# [Text excerpt]
-- -- --

Over Mr Kagimu’s shoulder and across the drainage ditch, a man lies in the shade against a brick wall.

His worried wife sits next to him, watching his arms, legs and lips spasm uncontrollably with an undiagnosed sickness that first appeared two weeks ago and has since gotten steadily worse. The family cannot afford to go to the doctor, and so they spend their days sitting in the shade, hoping that maybe tomorrow he will begin feeling better.

They came from their village in eastern Uganda about a year ago, in the hopes of getting a good job in the city. Things have not gone well. “We just want to go back home, but we don’t have the money for transport,” the woman said.

For months there have been reports of police arresting youth in the name of cleaning-up the streets ahead of Chogm. Ask a group of a dozen or so youth in Katwe whether any of them have been arrested during the sweeps and they all raise their hands.
“We want Chogm, it is benefiting Uganda,” said Godfrey Ssozi, 21. “But we the youth, we do not benefit. We are arrested.”

He and his fellow youth do odd jobs, like digging or carrying. On this day, they are gathered around a local water tap built by a private businessman.
They are in charge of collecting Shs 50 from anyone who wants to fill their jerry can with water.

Walking through Katwe Base Zone (Katwe is divided into six zones), women are busy cooking meat on open grills, or hanging laundry on lines strung between the homes. Children – a conspicuously high number of them given that it is a school day – run through the alleyways or sit in the shade.

The community has a reputation for gang violence, theft and assaults. Undercover police keep a close eye on those coming and going from Katwe. On this day, they demand that visiting journalists identify themselves, asking whether they were aware of the dangers in Katwe and recommend hiding all valuables before entering Katwe.

-- -- --

# [Provided data]
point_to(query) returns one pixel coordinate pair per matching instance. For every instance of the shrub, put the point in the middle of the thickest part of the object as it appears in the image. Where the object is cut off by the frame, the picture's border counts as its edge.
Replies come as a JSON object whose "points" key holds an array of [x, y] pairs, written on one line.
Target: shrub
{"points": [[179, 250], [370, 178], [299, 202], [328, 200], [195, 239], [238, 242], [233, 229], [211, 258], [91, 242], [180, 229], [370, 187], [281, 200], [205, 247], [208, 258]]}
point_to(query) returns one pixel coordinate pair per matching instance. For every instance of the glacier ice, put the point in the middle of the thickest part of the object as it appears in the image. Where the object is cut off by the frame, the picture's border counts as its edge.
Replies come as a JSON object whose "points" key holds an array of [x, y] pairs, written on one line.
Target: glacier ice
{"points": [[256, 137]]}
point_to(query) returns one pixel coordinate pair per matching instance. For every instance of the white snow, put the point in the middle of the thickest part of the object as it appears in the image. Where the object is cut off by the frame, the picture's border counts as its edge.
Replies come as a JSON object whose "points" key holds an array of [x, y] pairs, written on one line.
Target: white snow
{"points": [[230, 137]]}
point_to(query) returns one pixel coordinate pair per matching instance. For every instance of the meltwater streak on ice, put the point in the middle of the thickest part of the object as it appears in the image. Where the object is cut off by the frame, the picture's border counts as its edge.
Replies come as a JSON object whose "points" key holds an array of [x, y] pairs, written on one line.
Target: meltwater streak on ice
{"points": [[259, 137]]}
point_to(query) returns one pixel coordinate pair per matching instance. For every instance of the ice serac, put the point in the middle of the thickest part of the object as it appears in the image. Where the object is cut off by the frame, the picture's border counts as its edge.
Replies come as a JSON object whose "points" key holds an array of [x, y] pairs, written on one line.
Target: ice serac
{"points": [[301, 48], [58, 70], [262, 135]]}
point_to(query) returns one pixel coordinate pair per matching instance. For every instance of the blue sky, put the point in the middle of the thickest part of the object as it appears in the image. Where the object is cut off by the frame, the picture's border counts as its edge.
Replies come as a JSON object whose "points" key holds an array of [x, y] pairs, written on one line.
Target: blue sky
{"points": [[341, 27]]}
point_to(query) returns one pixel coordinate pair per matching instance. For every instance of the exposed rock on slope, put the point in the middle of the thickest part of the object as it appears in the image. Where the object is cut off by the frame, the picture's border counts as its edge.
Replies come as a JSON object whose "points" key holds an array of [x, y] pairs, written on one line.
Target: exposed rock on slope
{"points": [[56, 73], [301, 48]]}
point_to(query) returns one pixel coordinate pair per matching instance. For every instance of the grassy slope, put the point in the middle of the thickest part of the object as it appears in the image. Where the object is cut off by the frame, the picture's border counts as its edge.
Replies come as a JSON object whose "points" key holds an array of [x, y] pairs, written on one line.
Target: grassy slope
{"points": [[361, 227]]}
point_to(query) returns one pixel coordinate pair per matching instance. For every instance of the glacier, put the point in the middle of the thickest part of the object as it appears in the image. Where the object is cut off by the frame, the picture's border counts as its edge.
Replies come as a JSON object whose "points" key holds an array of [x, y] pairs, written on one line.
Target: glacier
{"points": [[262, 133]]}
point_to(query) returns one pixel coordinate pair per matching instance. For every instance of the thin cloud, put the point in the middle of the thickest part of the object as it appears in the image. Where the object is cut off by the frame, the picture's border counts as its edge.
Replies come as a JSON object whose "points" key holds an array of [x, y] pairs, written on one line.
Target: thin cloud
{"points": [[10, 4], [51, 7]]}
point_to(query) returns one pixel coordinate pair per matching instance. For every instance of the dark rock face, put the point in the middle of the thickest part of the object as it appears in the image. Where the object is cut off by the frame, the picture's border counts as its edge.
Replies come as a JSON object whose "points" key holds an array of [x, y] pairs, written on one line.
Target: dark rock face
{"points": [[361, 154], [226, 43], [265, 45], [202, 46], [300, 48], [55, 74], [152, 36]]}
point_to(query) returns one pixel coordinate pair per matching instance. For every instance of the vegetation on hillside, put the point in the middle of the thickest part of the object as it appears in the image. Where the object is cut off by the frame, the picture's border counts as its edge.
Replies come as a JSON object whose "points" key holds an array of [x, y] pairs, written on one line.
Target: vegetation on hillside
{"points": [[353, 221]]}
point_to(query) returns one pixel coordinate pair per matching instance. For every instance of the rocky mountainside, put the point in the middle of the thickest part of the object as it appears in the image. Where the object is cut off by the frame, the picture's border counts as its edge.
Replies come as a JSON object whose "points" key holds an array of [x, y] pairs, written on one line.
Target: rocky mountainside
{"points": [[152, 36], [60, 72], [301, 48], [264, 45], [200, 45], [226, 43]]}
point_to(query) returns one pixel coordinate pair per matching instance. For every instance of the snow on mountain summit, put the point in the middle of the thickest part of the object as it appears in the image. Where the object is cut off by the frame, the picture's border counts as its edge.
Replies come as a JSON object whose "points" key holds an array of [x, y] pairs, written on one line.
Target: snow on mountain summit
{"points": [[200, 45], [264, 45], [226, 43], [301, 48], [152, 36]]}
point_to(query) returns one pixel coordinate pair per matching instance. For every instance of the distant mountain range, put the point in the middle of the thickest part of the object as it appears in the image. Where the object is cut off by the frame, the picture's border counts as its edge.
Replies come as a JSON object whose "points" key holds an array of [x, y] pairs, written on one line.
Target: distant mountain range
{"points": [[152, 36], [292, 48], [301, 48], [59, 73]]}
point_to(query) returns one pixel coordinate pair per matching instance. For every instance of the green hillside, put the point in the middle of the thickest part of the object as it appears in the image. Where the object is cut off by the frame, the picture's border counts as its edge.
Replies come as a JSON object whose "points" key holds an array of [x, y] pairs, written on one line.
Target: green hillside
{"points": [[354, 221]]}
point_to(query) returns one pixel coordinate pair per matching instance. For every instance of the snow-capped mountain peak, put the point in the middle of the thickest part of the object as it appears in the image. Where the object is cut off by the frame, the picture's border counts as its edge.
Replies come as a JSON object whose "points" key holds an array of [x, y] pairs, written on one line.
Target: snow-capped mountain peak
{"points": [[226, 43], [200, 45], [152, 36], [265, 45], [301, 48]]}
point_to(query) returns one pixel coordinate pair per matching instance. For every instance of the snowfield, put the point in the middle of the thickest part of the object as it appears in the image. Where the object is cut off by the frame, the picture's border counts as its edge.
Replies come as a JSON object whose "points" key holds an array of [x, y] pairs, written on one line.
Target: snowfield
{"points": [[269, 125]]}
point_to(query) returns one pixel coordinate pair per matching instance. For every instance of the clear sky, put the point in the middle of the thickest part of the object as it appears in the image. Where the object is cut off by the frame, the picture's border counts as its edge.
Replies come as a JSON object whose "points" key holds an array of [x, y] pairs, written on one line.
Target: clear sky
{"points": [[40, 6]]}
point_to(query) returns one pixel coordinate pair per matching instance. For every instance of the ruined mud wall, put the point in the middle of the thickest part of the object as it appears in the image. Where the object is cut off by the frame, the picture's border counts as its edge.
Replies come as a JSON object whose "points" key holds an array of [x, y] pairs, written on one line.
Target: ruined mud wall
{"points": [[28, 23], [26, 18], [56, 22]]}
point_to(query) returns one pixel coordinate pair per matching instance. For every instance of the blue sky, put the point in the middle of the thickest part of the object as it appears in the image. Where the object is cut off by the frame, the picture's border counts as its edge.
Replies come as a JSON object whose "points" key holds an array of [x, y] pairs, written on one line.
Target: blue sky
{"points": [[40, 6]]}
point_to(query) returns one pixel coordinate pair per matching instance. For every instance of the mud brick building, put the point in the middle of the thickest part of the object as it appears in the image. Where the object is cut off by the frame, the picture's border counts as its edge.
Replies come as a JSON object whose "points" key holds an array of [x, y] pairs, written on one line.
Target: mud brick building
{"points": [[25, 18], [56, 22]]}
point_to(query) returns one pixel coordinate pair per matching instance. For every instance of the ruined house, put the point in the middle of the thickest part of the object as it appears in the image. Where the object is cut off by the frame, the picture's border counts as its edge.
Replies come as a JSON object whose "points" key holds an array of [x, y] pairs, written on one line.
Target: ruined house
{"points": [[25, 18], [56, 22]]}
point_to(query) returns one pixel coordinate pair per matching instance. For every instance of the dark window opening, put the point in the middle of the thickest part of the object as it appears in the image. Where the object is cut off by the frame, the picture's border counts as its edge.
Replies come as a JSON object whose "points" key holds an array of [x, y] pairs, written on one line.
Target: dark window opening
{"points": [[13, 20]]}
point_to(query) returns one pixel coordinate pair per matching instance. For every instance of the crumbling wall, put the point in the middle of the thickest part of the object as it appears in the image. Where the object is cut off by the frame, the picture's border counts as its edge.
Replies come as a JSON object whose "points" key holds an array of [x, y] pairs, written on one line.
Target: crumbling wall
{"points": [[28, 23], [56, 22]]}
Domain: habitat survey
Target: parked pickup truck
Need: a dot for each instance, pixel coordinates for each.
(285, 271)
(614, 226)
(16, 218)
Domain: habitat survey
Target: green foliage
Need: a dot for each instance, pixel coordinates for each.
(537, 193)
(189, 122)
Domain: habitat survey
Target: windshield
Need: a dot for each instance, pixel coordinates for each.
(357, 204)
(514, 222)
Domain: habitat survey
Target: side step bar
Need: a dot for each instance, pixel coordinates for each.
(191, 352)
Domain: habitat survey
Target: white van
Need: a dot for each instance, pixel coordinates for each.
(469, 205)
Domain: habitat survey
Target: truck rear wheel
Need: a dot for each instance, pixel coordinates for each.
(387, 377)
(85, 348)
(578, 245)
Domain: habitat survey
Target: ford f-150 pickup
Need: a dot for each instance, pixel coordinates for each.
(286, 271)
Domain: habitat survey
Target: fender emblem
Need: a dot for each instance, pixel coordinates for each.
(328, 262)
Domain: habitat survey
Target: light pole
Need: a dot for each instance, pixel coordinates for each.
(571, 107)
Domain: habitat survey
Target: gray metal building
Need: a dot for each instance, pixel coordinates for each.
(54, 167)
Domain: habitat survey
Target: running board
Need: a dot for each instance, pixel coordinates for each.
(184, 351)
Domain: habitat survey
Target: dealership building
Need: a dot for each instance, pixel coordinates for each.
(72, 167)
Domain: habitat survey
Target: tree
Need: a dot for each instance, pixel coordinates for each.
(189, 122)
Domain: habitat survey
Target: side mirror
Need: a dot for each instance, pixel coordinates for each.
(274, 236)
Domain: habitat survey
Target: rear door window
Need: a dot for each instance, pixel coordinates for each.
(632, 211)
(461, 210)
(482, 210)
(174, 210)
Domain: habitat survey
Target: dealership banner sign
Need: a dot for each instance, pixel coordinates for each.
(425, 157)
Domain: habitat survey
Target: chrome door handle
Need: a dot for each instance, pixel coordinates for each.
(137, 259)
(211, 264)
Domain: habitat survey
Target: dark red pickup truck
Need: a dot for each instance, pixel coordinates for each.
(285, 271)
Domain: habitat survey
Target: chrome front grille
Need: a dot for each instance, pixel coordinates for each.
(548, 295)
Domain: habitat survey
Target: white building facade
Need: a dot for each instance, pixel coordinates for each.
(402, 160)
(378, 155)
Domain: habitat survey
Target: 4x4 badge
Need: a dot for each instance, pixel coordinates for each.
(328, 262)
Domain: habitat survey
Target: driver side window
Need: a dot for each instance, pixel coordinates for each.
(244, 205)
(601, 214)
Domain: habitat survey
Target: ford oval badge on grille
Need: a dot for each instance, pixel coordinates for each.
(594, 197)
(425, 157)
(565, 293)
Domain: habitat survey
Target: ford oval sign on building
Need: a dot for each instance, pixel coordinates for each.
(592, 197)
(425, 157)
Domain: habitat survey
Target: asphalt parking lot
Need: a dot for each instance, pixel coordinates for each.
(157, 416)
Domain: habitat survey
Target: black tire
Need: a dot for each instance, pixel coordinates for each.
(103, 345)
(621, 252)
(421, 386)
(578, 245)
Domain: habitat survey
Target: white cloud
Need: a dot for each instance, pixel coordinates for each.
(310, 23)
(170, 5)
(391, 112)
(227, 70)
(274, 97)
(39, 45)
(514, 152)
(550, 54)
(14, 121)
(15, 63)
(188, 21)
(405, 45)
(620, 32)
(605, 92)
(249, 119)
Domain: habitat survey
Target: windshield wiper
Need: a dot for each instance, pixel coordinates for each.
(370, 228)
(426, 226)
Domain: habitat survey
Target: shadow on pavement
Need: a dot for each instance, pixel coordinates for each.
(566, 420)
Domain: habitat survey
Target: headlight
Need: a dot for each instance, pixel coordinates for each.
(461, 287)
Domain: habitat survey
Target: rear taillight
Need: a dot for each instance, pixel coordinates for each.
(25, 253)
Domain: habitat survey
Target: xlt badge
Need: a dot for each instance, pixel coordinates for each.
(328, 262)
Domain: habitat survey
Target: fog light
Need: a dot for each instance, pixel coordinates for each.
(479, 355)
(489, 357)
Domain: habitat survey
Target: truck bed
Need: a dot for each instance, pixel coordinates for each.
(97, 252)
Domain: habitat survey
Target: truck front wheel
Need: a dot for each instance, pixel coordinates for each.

-- -- --

# [Written problem 1]
In the piece on Katwe, condense the paragraph beginning "The community has a reputation" into a bulleted list that keeps its main facts.
# [Written problem 2]
Put this sentence from the piece on Katwe into Spanish: "He and his fellow youth do odd jobs, like digging or carrying."
# [Written problem 3]
Write the next few paragraphs of the piece on Katwe, picking up right after its final sentence.

# [Exercise result 1]
- Katwe is known for gang violence, theft and assaults.
- Undercover police closely watch people coming and going.
- On this day, police made visiting journalists identify themselves, asked whether they knew about Katwe's dangers, and advised them to hide all valuables before entering.

# [Exercise result 2]
Él y los demás jóvenes hacen trabajos ocasionales, como cavar o cargar.

# [Exercise result 3]
This close watch kept from the outside is symbolic of Katwe’s biggest problem – a problem that faces most of Kampala’s, and perhaps Uganda’s, most disadvantaged neighbourhoods – which is near complete isolation as a result of its reputation as a hive of chronic poverty and instability.

That isolation will likely only be magnified during Chogm. A country eager to landscape its roundabouts and pave over its potholes is unlikely to put its social bumps and bruises on display for visiting dignitaries to see.

But residents here are going to try to send a message to the hundreds of delegates traveling Entebbe Road to Kampala during Chogm. “We are going to stand by the side of the road and shout to let people know about our suffering,” Mr Kiggundu said.

Judging by the police presence already in place along Entebbe Road, and in particular around the Clock Tower roundabout, any protestors are unlikely to get a warm greeting from authorities.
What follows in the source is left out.